What you need to do:
Taking each line of the records in turn, count those containing "query" and report only the number.

Extracted information:

**********

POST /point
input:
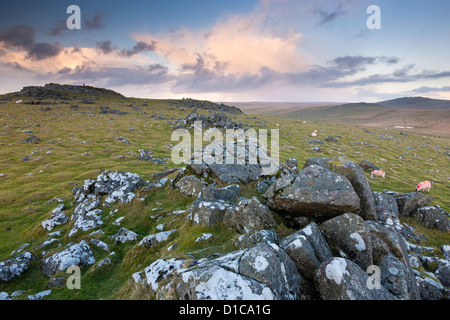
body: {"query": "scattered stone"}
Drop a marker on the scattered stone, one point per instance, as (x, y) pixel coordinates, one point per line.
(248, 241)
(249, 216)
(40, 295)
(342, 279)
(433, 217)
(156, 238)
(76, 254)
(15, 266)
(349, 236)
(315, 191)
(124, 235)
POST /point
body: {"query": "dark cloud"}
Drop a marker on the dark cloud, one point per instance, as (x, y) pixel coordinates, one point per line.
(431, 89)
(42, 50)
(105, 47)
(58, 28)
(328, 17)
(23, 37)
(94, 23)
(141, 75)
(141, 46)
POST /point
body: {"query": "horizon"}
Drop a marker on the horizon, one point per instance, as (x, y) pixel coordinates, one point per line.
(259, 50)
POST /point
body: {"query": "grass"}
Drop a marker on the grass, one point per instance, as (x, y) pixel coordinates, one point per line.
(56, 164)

**********

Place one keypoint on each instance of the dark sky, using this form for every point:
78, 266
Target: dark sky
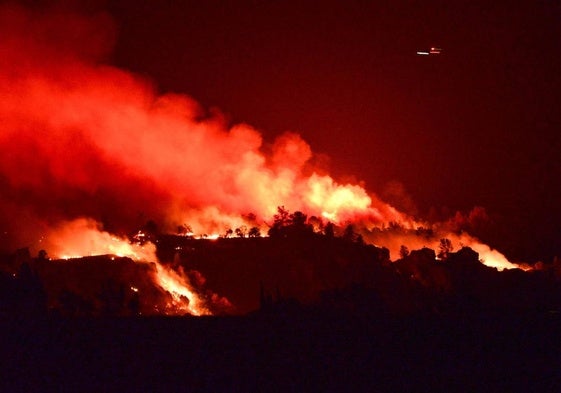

**********

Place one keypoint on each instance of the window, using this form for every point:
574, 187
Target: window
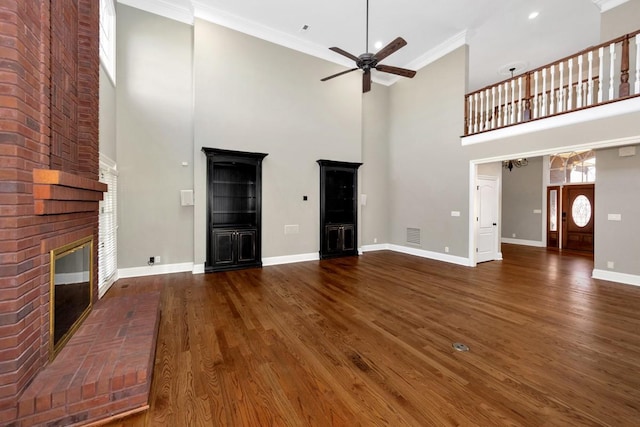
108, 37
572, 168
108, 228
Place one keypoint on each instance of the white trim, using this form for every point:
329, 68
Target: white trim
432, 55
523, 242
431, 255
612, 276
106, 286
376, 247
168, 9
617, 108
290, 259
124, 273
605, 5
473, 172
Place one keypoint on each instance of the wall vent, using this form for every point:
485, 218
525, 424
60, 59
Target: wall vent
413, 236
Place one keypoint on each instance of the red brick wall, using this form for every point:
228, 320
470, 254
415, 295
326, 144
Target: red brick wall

**********

Result of the exercise:
4